Etiquetas de puntos de objetos
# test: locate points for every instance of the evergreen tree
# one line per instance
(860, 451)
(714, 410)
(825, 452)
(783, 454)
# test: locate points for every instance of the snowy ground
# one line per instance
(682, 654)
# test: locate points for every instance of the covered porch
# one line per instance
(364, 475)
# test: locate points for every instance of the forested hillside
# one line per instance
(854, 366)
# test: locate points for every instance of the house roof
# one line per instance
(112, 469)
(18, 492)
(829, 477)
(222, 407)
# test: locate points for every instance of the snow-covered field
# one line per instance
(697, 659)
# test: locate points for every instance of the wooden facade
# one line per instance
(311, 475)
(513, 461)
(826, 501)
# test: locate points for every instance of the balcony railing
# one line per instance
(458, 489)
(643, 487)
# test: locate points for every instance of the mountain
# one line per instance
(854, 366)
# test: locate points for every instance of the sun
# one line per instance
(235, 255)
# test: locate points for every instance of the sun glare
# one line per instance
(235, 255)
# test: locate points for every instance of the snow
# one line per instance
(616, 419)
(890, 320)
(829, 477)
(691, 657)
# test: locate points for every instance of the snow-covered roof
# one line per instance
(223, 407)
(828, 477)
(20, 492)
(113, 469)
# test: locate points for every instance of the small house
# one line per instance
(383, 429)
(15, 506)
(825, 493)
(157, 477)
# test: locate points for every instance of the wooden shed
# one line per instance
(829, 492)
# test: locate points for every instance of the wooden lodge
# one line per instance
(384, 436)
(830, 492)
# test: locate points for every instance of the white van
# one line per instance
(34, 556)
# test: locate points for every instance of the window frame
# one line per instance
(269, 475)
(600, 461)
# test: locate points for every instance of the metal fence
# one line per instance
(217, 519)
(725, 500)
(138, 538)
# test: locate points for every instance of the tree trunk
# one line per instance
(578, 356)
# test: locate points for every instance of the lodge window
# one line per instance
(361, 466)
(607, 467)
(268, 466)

=== TAREA A REALIZAR ===
Por favor, vuelve a escribir todos los datos anteriores, línea por línea y sin cambiar ningún carácter.

=== RESULTADO DEL EJERCICIO ===
# test: locate points for every instance of the evergreen tree
# one line per instance
(860, 451)
(714, 410)
(825, 452)
(783, 454)
# test: locate points for every instance of the snowy ground
# one line per instance
(682, 654)
# test: locate points for every instance of the covered porch
# one line per instance
(364, 475)
# test: locate points for every instance of the forested hillside
# one line per instance
(854, 366)
# test: locate points for every instance of the house roof
# one line per instance
(112, 469)
(18, 492)
(829, 477)
(222, 407)
# test: locate points for every instance of the snow-covered field
# one line per instance
(697, 659)
# test: locate points for every instance of the wooden facade
# one line per instance
(311, 475)
(513, 461)
(826, 501)
# test: locate points for every instance of the balcony railing
# one line per instance
(458, 489)
(643, 487)
# test: locate points for every instance of the mountain
# one line per instance
(854, 366)
# test: locate points for every instance of the sun
# one line per instance
(235, 255)
# test: locate points for every instance of the sun glare
# one line per instance
(235, 255)
# test: locate points for every instance of the snow
# one line per instance
(616, 419)
(890, 320)
(829, 477)
(691, 657)
# test: locate points for every instance of the snow-covered roof
# one line per instance
(223, 407)
(828, 477)
(20, 492)
(113, 469)
# test: locate points for every instance of the small house
# one line per instance
(383, 429)
(15, 506)
(825, 493)
(157, 477)
# test: locate points for every instance of the wooden shed
# one line per instance
(829, 492)
# test: locate points for every instance of the wooden lodge
# one line per instance
(384, 436)
(830, 492)
# test: locate points for every instance of the white van
# one line per instance
(34, 556)
# test: locate points for every instance of the window frame
# one line per instance
(269, 475)
(600, 461)
# test: locate points for every instance of the metal fence
# one line per instance
(217, 519)
(725, 500)
(138, 538)
# test: locate points for every instance of the tree trunk
# one line per instance
(578, 356)
# test: locate points for every instance of the lodge window
# one line per instance
(361, 466)
(607, 467)
(268, 466)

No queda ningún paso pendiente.